UNT student Peyton Long repeatedly bashed his head off the patrol car cage and tried to bite officers.

Denton, TX – The University of North Texas Police Department (UNTPD) has released video footage of a 19-year-old student’s arrest, after a viral cell phone video led to accusations that the officers had choked him as he was having a seizure (video below).

The cell phone video was posted to Twitter by Carissa Simpson on Jan. 22, The Dallas Morning News reported.

“Always record the police if ur white,” she captioned the post.

Simpson told the paper she immediately began recording when she heard someone inside the police cruiser say, “Stop choking me.”

“Stop. Calm down,” an officer said in the video, as he leaned into the back of the car.

The suspect’s foot then shot out of the vehicle and began twitching.

The officers asked Simpson to step back from the cruiser, at which point she argued that she was “not interfering whatsoever.”

“Don’t f–king touch me!” she told an officer at one point, as she continued to jockey for a position to continue recording the suspect inside the patrol car. “I would like to be able to see what’s going on, too!”

The man, later identified as 19-year-old UNT student Peyton Ryan Long, noticed Simpson recording, and managed to yell out his Twitter handle, “@BR0KESLUT,” to her.

“Please help me!” he said. “I have 10,000 Twitter followers.”

Simpson posted the video to Twitter, where she also claimed to have saved Long from the police.

“I started recording because the guy kept yelling ‘stop choking me’ and as soon as they saw me recording they got off of him,” she wrote.

The video has been viewed over two million times, and caused some people to criticize the officers for allegedly choking a man who was allegedly having a seizure.

On Thursday, UNT Police Chief Ed Reynolds released 39 minutes of in-car camera footage of Long’s arrest, and issued a statement addressing the video Simpson posted to social media.

“A bystander posted cellphone video to Twitter that misrepresents the professional actions our officers took to prevent the suspect from seriously harming himself,” Chief Reynolds said. “The video…from the transporting officer’s vehicle provides a more comprehensive depiction of the scene.”

Portions of the audio in the video were redacted to protect Long’s rights, he added.

The incident occurred after police received “multiple reports” of thefts that were taking place at the Willis Library on the UNT campus.

Officers responded to the scene, and ultimately arrested Long on the top level of the Union Circle Garage, Chief Reynolds explained.

“After the suspect was secured in the back of the police vehicle for transport to county jail, he began to repeatedly strike his head against the safety cage,” the chief said. “Two officers physically restrained the suspect in an effort to prevent serious self-harm.”

The in-car camera showed Long as he violently struck his head against the cage in front of him, then whined that the officer had “choked him out.”

“I don’t know what I did!” he wailed.

One officer told him not to hit his head anymore, and that he was going to make the situation worse.

“I’m gonna do it,” he cried. “What happens if I hit my head again? Am I gonna get in more trouble? Why?”

Long then tried to bite the officers, so they “grasped the suspect below his jaw to control his head movements and prevent him from biting,” the statement read.

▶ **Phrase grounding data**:
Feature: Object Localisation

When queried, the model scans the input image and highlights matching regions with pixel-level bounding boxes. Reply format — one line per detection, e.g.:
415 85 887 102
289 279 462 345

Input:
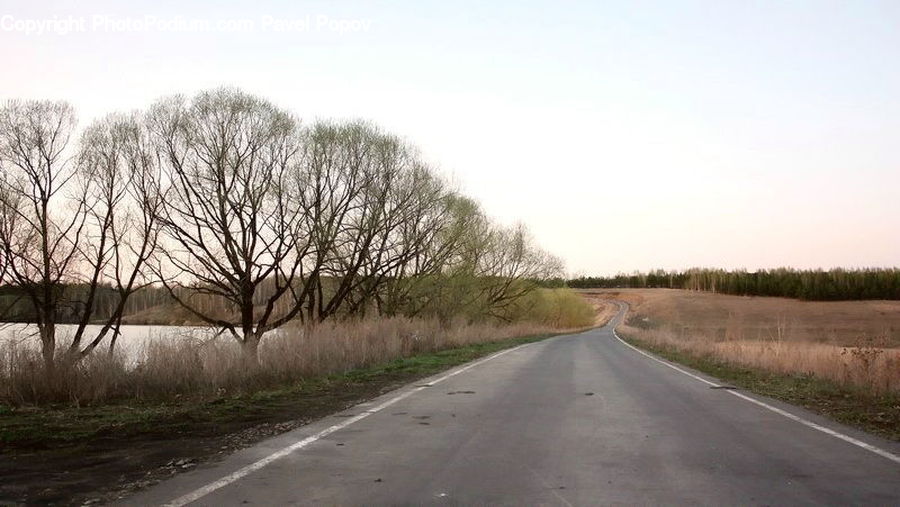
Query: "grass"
620 328 900 441
0 334 553 449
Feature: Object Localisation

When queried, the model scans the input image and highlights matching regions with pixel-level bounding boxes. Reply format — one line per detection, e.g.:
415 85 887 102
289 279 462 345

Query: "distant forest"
567 268 900 301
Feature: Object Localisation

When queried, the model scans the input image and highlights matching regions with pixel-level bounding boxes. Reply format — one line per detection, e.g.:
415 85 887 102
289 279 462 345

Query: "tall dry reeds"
0 318 560 405
619 325 900 393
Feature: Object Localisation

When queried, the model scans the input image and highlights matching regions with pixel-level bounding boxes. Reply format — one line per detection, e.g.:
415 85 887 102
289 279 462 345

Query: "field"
583 289 900 440
585 289 900 347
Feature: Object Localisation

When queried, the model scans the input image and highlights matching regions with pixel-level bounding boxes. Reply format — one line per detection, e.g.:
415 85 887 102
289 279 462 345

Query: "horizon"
0 1 900 276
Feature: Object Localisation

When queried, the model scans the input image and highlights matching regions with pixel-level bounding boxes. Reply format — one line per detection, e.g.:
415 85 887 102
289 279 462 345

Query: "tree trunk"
38 322 56 376
241 333 259 370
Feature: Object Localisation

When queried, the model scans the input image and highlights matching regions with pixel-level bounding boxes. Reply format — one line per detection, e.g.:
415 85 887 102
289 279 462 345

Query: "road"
126 308 900 506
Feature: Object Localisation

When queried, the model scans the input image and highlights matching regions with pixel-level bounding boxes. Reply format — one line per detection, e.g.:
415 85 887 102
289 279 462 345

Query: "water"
0 323 220 363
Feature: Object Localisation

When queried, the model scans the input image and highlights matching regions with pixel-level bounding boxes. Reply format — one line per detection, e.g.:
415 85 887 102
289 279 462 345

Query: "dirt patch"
0 335 550 505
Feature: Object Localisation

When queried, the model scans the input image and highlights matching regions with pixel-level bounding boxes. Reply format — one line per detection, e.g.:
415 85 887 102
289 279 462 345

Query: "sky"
0 0 900 275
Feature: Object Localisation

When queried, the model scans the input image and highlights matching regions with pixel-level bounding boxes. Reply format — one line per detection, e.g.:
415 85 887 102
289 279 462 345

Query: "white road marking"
164 343 530 507
613 329 900 464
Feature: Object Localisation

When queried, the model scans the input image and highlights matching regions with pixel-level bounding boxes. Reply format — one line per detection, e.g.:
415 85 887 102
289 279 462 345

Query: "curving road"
126 308 900 506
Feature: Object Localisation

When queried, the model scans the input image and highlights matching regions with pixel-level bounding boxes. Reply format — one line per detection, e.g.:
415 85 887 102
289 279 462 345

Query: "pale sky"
0 0 900 274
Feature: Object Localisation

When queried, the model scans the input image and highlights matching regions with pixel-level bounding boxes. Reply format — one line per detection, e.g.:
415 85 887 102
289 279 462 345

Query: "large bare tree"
0 100 85 371
0 101 158 372
148 88 311 364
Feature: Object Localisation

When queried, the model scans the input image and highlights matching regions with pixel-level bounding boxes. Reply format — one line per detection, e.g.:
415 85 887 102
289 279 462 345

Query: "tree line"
567 268 900 301
0 88 562 371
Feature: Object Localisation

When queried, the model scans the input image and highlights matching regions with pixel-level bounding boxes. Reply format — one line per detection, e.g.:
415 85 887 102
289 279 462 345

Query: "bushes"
568 268 900 301
0 290 593 406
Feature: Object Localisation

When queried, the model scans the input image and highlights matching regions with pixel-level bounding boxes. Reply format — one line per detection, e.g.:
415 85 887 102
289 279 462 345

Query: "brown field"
584 289 900 393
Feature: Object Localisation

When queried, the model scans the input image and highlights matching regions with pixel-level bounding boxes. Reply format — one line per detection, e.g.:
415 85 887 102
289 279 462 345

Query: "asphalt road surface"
125 308 900 506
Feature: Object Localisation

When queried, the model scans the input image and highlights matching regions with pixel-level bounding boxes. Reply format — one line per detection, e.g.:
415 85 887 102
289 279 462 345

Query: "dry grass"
593 289 900 393
586 289 900 347
0 318 576 405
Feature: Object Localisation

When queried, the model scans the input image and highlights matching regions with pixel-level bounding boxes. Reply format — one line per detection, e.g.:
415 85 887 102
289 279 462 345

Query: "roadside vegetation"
0 289 595 406
592 289 900 440
568 268 900 301
0 88 593 412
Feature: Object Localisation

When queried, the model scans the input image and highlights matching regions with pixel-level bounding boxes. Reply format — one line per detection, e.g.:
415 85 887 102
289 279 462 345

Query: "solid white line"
613 329 900 464
164 343 530 507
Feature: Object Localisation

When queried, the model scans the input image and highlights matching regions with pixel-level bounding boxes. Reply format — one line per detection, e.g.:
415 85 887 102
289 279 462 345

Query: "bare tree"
0 101 85 372
149 88 311 364
0 101 158 372
68 114 163 358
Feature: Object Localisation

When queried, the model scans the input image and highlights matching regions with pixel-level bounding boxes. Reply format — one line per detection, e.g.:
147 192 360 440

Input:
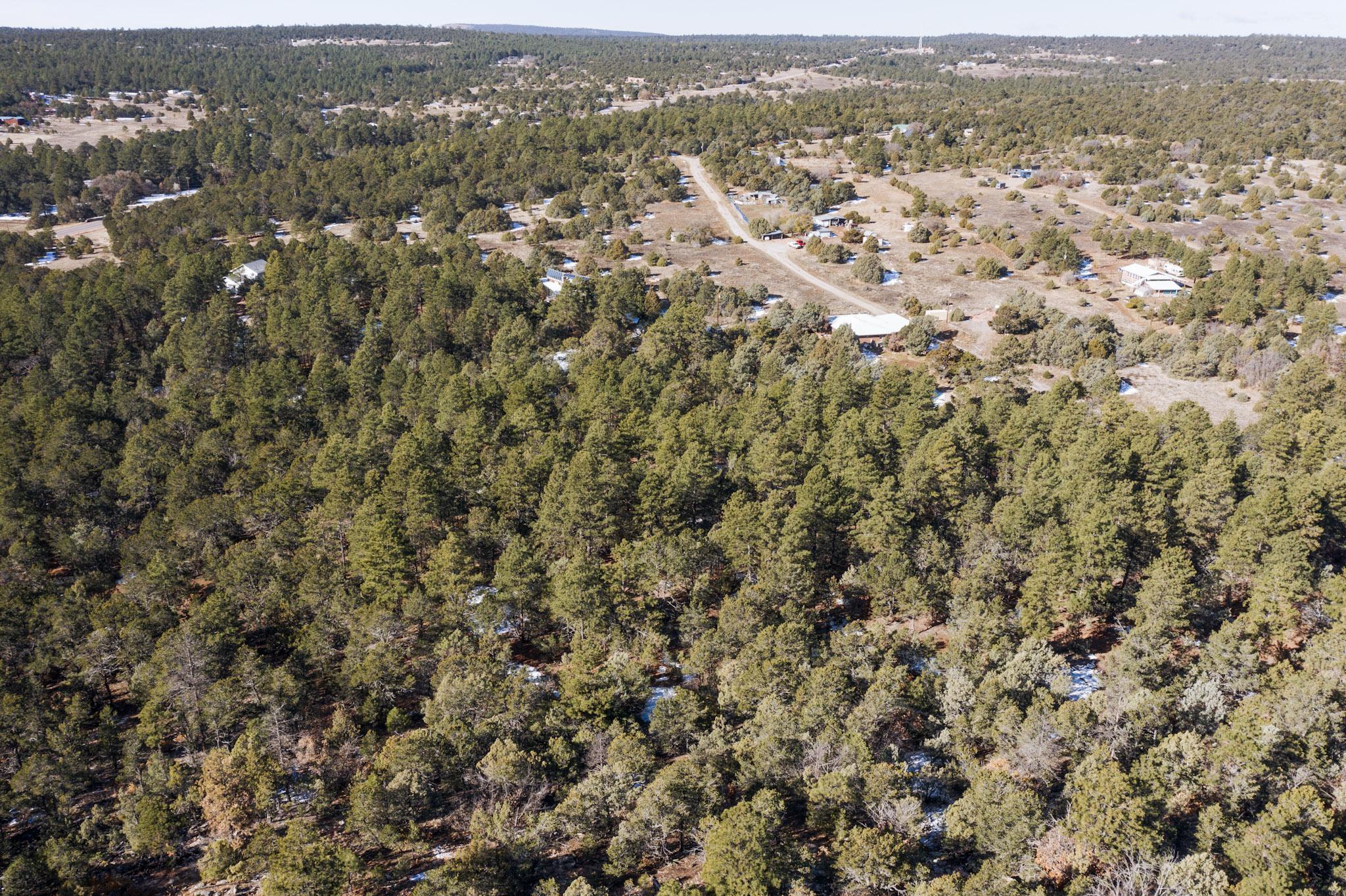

▶ **About this exercise**: Who are all the people named in the article about the UNT student's arrest?

▶ **Answer box**:
- Peyton Ryan Long
- Carissa Simpson
- Ed Reynolds